EXERCISE GOAL: Below are entries. Copy exactly the lines running from the line that holds "Spot the stone block" to the line that holds "Query: gray jeans", with both ends included.

───── PROVIDED DATA ─────

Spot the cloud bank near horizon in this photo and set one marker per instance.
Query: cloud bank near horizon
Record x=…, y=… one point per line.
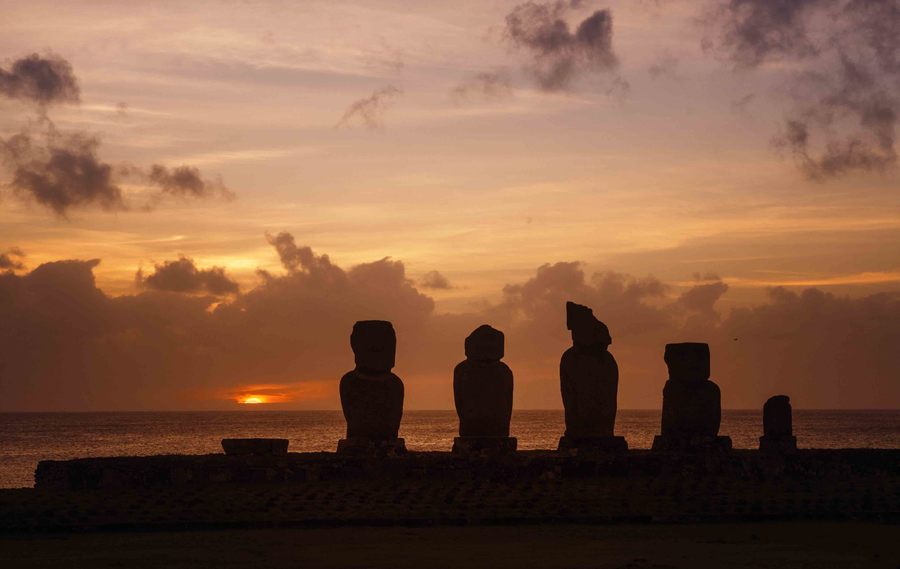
x=191, y=339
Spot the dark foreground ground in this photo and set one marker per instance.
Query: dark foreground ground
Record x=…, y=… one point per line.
x=820, y=545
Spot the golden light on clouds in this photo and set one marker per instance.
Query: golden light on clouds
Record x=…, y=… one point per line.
x=269, y=394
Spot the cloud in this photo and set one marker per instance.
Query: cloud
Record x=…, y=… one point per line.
x=434, y=280
x=289, y=336
x=369, y=111
x=42, y=80
x=846, y=80
x=559, y=55
x=751, y=32
x=664, y=65
x=183, y=275
x=61, y=173
x=11, y=260
x=486, y=85
x=186, y=181
x=63, y=170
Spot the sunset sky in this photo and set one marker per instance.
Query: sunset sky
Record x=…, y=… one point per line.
x=718, y=171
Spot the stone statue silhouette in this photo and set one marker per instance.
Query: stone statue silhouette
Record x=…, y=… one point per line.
x=589, y=382
x=692, y=404
x=778, y=432
x=483, y=393
x=372, y=396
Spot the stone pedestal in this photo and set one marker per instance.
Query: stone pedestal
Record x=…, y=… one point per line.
x=696, y=443
x=260, y=447
x=372, y=447
x=778, y=444
x=581, y=445
x=484, y=446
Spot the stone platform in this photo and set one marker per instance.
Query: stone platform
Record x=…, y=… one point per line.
x=310, y=489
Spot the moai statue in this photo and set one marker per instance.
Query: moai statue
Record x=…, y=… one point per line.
x=482, y=390
x=589, y=381
x=372, y=396
x=692, y=404
x=778, y=435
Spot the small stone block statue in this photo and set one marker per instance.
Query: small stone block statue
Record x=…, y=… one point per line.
x=482, y=390
x=589, y=382
x=692, y=404
x=372, y=396
x=778, y=433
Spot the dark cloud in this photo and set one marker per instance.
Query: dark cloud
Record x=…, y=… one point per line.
x=158, y=350
x=487, y=85
x=435, y=280
x=560, y=55
x=61, y=172
x=846, y=57
x=183, y=275
x=751, y=32
x=369, y=111
x=664, y=65
x=11, y=260
x=186, y=181
x=43, y=80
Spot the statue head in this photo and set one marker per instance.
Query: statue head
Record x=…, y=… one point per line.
x=688, y=361
x=587, y=331
x=374, y=345
x=484, y=344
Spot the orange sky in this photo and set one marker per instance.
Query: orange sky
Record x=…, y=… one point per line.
x=432, y=134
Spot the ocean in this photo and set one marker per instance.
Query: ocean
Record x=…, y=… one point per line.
x=26, y=438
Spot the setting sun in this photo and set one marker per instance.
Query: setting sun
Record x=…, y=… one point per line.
x=252, y=400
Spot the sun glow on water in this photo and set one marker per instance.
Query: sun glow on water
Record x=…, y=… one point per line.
x=252, y=400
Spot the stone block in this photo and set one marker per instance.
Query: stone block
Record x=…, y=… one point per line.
x=696, y=443
x=688, y=361
x=485, y=344
x=372, y=404
x=484, y=446
x=601, y=445
x=363, y=447
x=374, y=345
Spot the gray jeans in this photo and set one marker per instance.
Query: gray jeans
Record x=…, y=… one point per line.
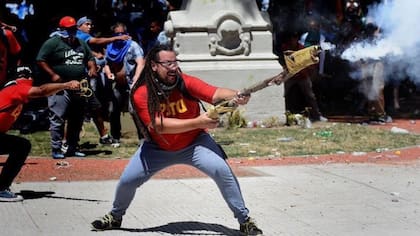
x=203, y=154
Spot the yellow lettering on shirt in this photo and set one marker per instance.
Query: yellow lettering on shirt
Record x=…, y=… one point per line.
x=173, y=108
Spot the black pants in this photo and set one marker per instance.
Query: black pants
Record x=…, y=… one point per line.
x=18, y=149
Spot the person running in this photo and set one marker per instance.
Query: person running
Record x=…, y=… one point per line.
x=175, y=133
x=65, y=57
x=13, y=95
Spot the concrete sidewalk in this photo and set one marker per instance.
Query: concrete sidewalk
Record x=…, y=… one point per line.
x=331, y=199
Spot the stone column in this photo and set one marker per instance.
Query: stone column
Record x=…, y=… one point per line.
x=228, y=43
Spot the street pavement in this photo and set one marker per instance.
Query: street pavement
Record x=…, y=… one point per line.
x=318, y=199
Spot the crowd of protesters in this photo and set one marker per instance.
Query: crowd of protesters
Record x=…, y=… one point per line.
x=339, y=22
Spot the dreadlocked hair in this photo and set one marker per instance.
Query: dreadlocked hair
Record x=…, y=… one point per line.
x=154, y=92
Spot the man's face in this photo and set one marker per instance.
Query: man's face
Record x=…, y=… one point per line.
x=166, y=67
x=72, y=31
x=86, y=27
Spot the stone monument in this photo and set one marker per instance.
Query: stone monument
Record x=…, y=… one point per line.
x=228, y=43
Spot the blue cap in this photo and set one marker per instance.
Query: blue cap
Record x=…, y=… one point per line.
x=83, y=20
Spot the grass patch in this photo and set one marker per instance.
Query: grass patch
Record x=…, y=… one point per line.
x=322, y=138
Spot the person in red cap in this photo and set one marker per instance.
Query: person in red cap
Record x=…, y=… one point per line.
x=12, y=97
x=64, y=57
x=10, y=49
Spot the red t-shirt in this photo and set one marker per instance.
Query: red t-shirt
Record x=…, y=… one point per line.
x=178, y=106
x=12, y=98
x=12, y=48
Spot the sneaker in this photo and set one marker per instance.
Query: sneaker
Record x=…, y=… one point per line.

─────

TASK OUTPUT:
Spot the stone block in this photo and set one marker per instance.
Query: stone block
Record x=…, y=… one point per line.
x=696, y=443
x=688, y=361
x=485, y=344
x=372, y=404
x=484, y=446
x=601, y=445
x=363, y=447
x=374, y=345
Spot the gray jeans in this photo and set one marker per instance.
Query: gray jeans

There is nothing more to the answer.